**Task details**
Write the next part of the comment thread about organ donation, picking up after its final sentence.

**Text excerpt**
This strikes me as a lot of mystification about a topic that is essentially uncomplicated on a scale of reasonable valuables. Saving a person's life through organ transplantation strikes me as an intuitively obvious more important value than some vague concern about how transplanting organs from cadavers into living persons might "invite us to think of ourselves and others in ways that risk the loss of the full meaning of our embodied humanity."

But let's go w/ the idea for a second. Consider this statement “Indeed, what the donor gives is not simply an organ but himself or herself. The gift can never be entirely severed or alienated from the giver.”

If the objection to organ transplantation is that removing a part of a person’s body wrongly attempts to sever what constitutes an essential and integral aspect of a person’s identity, then it seems to me that we engage in all kinds of medical and even hygienic practices that are morally questionable: tonsillectomies; removing cancerous lungs or kidneys; blood transfusions; amputating gangrenous limbs; pulling a permanent tooth; getting a haircut; clipping one’s toenails, etc.

Perhaps we shouldn’t perform tonsillectomies on, say, children who could die from the want of them so we can, in the words of your anonymous commenter, come to the “realization that whether life is long or short, we all end up the same way. We cannot live in this life forever, at least not now. We should learn to accept this rather than deny the reality of death.”

Me, I’m getting my child the operation. That’s less mystical, but it strikes me as the trippingly obvious moral and loving thing to do.
Dana,
Not sure I disagree with you on all of that, but I am very concerned with moving toward the idea that we are all primarily repositories of replacement parts.

I'm curious--you never responded at all to my original post on organ donation and slippery slopes.
Delaware Watch said…
"I'm curious--you never responded at all to my original post on organ donation and slippery slopes."

I postmarked it and intend to respond as part of my piece in support of the bill. Just been busy w/ research.

[Stored data entries]
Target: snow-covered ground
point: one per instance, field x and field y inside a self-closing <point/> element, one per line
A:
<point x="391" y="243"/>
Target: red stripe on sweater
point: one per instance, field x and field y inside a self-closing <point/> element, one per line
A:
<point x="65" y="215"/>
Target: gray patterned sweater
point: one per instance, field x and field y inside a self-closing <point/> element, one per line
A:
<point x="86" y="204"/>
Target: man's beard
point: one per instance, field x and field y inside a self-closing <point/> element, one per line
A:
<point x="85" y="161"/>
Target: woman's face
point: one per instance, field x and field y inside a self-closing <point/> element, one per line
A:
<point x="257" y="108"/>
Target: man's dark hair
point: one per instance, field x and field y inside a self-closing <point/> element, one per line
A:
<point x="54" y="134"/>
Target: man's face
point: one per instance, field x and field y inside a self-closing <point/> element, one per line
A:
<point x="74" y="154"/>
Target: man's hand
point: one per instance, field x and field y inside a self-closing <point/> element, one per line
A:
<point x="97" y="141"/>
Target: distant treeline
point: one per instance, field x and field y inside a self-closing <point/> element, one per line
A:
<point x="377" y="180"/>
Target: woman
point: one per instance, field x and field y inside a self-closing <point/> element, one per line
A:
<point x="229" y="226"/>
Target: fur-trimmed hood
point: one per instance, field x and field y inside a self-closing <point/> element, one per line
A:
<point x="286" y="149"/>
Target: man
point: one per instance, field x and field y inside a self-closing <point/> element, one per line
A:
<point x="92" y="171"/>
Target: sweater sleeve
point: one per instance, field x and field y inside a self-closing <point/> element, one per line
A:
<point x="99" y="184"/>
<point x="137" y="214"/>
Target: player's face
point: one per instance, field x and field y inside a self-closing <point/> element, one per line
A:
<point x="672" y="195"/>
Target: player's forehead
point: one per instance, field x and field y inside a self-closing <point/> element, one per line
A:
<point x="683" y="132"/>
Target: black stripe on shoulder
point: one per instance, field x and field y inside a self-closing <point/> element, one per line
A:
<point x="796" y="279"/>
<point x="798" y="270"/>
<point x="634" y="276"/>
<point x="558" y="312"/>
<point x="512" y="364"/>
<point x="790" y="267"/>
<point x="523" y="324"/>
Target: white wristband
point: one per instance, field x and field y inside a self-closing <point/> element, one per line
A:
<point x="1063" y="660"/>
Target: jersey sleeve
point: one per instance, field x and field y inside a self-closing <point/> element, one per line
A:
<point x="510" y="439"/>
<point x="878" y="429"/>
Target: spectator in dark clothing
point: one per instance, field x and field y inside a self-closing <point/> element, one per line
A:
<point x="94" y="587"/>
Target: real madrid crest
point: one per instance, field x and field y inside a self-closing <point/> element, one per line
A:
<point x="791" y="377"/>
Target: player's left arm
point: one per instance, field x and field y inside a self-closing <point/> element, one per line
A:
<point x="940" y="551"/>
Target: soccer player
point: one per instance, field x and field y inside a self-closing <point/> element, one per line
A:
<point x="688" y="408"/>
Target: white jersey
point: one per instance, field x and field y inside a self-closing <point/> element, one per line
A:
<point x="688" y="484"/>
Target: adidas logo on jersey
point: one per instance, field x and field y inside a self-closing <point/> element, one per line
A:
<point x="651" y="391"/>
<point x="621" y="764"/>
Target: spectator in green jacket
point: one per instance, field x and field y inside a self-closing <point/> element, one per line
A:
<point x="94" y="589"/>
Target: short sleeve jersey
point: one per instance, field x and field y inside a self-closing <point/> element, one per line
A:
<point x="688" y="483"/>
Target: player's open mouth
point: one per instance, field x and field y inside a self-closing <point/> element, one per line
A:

**Result of this task**
By the way, I saw your books on Amazon. WW2 military history is fascinating. Will you ever write something about it here?
Anonymous said…
Personally, it seems like it's a move that's come later than it should have done.

If my organs as still in perfect working order when I die, I see no reason why someone else shouldn't have the benefit of using them when I no longer need that.

And that, to me, seems more accepting of the "reality of death" than selfishly keeping the organs for myself. Especially if I'm not using them.

I posted about the topic here:
http://david-mooney.blogspot.com/
Anonymous said…
You do realize that all people want to live. If taking organs from some other person would save a life i feel that it is for the better. If a brain dead person can save the life of a child, or young adult or any person of any age why not? The person is not going to use it. People simply sit in the ground and turn into goop before the bugs can manage to get through the coffin. People don't understand death, i get that. That would be why we put people in little boxes before we put them in the ground. However, people should be required to donate because frankly, they arnt going to use it. And well see if any people here who wouldnt like donations if they were to fall ill. Would you embrace death with open arms knowing that your uncle could give you half his kidney and you could do on living.
Well, I do not actually believe it is likely to have success.